EXTRAIT DU DOCUMENT ->
/---

D'autres procédures nécessitent une exploration plus poussée pour localiser avec précision le foyer anormal d'excitation ou le circuit d'une tachycardie. L'utilisation d'un système de cartographie tridimensionnelle est alors très utile. C'est le cas pour le traitement d'une tachysystolie auriculaire ou de certaines tachycardies ventriculaires où l'ablation cible le foyer d'émergence des tachycardies.

La cure de la fibrillation auriculaire repose sur l'isolement électrique des quatre veines pulmonaires, complété éventuellement par d'autres lignes dans l'oreillette gauche. L'accès à cette dernière nécessite presque toujours la réalisation d'un cathétérisme trans-septal : une gaine recouvrant une aiguille est positionnée dans l’oreillette droite contre le septum inter-auriculaire. Ce dernier est alors ponctionné et est traversé par la gaine qui permettra d'introduire un cathéter circulaire dans les veines pulmonaires, ainsi que le cathéter d'ablation. Seuls les patients ayant un foramen ovale perméable (non fermeture du trou de Botal présent chez le fœtus) n'auront pas besoin de subir une ponction du septum inter-auriculaire.

\---

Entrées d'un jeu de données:
/---

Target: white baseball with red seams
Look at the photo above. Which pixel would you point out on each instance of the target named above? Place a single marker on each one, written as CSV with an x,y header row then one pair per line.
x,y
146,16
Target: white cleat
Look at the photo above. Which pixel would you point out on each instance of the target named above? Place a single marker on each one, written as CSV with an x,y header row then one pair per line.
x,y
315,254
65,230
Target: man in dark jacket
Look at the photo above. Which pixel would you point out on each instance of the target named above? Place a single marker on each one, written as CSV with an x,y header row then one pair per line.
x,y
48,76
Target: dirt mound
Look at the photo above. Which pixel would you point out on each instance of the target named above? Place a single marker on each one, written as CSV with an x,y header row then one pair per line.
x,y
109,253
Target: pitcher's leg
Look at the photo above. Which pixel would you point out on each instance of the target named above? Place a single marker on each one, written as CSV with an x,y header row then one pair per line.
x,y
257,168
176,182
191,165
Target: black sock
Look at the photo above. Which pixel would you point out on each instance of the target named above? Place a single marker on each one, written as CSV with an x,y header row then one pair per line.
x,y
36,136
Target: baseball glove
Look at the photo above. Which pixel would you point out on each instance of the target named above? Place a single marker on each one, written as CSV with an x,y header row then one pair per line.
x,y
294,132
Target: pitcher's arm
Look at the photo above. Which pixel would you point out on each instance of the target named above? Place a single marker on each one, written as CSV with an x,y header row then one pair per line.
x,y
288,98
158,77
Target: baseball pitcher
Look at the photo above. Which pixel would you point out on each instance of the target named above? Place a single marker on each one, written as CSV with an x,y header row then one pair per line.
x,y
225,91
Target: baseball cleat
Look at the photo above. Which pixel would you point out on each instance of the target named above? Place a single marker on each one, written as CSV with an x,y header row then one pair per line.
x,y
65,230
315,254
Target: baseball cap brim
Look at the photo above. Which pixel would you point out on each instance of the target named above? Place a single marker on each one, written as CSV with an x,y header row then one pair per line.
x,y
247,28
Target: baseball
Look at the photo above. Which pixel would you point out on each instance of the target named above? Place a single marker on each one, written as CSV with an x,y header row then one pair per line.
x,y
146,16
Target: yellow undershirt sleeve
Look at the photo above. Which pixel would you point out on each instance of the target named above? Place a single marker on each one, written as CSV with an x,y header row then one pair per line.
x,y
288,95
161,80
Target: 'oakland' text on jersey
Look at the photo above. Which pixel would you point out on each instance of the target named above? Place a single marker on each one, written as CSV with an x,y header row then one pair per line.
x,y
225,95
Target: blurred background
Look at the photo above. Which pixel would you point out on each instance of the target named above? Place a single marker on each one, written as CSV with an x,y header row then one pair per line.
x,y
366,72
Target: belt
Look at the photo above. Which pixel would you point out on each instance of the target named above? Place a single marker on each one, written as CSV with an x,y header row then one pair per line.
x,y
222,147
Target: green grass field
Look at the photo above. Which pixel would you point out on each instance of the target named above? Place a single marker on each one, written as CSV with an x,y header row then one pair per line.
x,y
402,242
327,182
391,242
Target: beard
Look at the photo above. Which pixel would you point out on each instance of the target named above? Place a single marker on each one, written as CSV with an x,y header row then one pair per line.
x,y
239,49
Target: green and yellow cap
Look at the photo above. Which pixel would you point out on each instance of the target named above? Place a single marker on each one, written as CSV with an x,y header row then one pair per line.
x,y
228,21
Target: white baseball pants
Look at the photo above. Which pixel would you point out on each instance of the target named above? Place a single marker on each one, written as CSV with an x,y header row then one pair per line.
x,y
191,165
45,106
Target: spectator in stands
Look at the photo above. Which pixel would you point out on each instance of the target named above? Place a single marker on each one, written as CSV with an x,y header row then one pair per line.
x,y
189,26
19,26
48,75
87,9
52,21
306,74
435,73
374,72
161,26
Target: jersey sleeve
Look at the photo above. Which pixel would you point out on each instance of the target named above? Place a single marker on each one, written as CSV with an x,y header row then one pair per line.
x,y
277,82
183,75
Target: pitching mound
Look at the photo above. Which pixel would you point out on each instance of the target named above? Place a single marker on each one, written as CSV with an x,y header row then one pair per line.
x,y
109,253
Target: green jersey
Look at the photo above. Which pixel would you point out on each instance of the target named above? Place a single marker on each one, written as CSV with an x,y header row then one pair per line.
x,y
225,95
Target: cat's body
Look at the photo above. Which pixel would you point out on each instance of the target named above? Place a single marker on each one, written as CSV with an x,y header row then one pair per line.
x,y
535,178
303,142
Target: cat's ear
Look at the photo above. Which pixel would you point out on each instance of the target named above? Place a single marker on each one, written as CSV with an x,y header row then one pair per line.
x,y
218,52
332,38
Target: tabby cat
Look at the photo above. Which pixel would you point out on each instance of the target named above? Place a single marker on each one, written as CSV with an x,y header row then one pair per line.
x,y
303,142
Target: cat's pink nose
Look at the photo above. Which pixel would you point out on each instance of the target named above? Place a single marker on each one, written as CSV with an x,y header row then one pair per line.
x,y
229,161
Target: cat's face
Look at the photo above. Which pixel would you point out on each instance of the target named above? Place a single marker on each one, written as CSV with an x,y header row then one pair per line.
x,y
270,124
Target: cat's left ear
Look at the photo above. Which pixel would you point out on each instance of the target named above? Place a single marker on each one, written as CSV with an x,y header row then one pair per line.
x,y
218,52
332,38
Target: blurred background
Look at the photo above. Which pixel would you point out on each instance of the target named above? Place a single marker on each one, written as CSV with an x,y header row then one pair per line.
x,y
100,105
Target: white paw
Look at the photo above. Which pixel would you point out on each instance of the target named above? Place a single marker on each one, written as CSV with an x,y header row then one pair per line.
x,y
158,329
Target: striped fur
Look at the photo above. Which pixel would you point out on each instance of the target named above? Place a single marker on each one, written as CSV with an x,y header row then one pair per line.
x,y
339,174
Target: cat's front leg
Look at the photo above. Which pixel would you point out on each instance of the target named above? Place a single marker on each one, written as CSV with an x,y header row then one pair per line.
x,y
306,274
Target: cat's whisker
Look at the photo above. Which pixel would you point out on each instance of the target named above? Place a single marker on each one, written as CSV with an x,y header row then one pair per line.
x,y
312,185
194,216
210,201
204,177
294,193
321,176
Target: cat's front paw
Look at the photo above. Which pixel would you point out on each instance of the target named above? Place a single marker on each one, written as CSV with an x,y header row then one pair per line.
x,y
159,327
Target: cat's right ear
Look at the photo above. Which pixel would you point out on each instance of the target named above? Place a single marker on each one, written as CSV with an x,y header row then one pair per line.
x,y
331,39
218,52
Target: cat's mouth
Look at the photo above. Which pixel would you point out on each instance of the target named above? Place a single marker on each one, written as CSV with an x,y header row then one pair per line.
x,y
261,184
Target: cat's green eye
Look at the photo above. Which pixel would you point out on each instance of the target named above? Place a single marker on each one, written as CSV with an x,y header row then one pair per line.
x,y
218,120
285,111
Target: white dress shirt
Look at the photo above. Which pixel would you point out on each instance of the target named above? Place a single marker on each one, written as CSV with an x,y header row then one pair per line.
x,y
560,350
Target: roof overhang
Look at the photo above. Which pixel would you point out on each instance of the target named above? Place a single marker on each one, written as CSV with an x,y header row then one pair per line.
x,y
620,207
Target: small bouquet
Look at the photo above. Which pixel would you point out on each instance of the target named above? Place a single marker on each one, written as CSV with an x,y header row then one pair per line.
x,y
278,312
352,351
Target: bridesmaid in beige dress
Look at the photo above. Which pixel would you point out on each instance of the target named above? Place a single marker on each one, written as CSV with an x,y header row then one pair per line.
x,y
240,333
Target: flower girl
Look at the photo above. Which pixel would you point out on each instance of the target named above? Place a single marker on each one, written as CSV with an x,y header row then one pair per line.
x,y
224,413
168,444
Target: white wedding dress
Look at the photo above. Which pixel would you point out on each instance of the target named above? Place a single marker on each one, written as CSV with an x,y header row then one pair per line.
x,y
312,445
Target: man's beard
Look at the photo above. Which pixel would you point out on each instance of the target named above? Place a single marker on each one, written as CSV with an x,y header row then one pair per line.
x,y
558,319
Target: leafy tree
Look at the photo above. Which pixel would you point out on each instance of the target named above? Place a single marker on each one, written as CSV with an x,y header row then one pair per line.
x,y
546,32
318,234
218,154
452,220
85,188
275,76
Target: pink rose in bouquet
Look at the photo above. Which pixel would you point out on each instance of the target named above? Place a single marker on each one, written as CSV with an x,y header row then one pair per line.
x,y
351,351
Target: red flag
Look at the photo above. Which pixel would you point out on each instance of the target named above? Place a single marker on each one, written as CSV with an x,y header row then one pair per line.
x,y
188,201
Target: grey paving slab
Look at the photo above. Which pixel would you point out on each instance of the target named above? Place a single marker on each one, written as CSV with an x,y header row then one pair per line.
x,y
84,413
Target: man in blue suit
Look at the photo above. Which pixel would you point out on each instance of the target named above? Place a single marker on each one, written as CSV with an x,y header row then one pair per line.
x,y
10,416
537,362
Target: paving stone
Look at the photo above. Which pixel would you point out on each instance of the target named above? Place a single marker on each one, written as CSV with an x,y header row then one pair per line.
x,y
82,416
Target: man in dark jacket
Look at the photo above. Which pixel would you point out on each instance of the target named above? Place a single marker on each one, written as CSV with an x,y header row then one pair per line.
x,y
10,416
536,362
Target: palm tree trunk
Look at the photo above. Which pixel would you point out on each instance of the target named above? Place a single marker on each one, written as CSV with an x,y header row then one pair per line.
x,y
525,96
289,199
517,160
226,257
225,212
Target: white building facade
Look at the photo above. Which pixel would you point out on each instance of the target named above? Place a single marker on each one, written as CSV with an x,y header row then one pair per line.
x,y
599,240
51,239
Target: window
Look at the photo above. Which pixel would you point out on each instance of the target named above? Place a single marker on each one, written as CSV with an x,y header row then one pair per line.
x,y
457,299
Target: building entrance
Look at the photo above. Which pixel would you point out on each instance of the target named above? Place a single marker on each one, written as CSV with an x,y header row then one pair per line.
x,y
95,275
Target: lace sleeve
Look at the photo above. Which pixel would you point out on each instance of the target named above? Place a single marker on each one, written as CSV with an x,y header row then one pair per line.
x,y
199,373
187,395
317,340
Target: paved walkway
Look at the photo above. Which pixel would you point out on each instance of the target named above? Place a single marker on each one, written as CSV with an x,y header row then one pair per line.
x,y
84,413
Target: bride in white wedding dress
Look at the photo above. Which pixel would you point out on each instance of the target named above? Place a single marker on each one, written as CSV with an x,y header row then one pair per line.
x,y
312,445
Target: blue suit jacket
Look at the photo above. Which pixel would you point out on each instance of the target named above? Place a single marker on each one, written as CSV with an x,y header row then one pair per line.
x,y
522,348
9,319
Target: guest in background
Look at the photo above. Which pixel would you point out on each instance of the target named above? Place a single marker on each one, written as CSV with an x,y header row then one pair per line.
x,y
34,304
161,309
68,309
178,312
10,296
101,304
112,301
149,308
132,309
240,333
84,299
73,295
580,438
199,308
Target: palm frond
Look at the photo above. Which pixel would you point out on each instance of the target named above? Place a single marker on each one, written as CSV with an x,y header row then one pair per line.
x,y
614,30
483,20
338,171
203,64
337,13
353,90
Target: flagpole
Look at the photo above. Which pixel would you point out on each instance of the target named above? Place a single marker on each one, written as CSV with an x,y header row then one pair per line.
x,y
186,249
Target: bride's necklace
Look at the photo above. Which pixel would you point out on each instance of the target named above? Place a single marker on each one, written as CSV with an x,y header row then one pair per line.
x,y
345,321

\---

CONSIGNES DE L'EXERCICE ->
1. Les affirmations (a), (b) et (c) sont-elles conformes à l'extrait sur l'ablation cardiaque ? Répondez par oui ou par non et citez mot pour mot les termes de l'extrait qui tranchent. (a) Un système de cartographie tridimensionnelle est très utile lorsqu'il faut localiser avec précision le foyer anormal d'excitation. (b) La cure de la fibrillation auriculaire repose sur l'isolement électrique de deux veines pulmonaires. (c) Tous les patients, sans exception, doivent subir une ponction du septum inter-auriculaire.
2. Poursuivez l'extrait sur l'ablation cardiaque après sa dernière phrase.
Les lignes n'ont aucun lien avec l'extrait sur l'ablation cardiaque.

RÉPONSES ATTENDUES ->
1.
(a) Oui : « L'utilisation d'un système de cartographie tridimensionnelle est alors très utile. »
(b) Non : « La cure de la fibrillation auriculaire repose sur l'isolement électrique des quatre veines pulmonaires ».
(c) Non : « Seuls les patients ayant un foramen ovale perméable (non fermeture du trou de Botal présent chez le fœtus) n'auront pas besoin de subir une ponction du septum inter-auriculaire. »

2.
Une autre application est la dénervation sympathique rénale qui consiste à faire un trait circulaire de brûlure superficielle au niveau des deux artères rénales à l'aide d'un cathéter muni d'un générateur de radio-fréquence. Les résultats en cas d'hypertension artérielle réfractaire semblent prometteurs[1].

Incidents et accidents modifier

La sensation de brûlure est parfois pénible et peut nécessiter l'emploi d'antalgiques majeurs.

Une complication thrombo-embolique est possible (formation d'un caillot sur le lieu de la brûlure) et est prévenue par l'administration d'héparine pendant la procédure ou la réalisation de cette dernière sous un traitement anticoagulant.

Le risque d'une lésion d'une structure adjacente est possible : faisceau de His avec survenue d'un bloc auriculo-ventriculaire transitoire ou définitif.

Il peut exister une réaction péricardique par brûlure trop profonde. Elle est le plus souvent transitoire et sans gravité, se manifestant par une douleur de type péricardique (inhibant la respiration) et par la visualisation d'un épanchement péricardique à l'échocardiographie. De manière exceptionnelle, cet épanchement peut devenir abondant et comprimer le cœur, imposant un drainage en urgences.

Enfin, la technique d'ablation peut simplement échouer, avec récidive du trouble rythmique à court terme. Une nouvelle procédure peut alors être proposée.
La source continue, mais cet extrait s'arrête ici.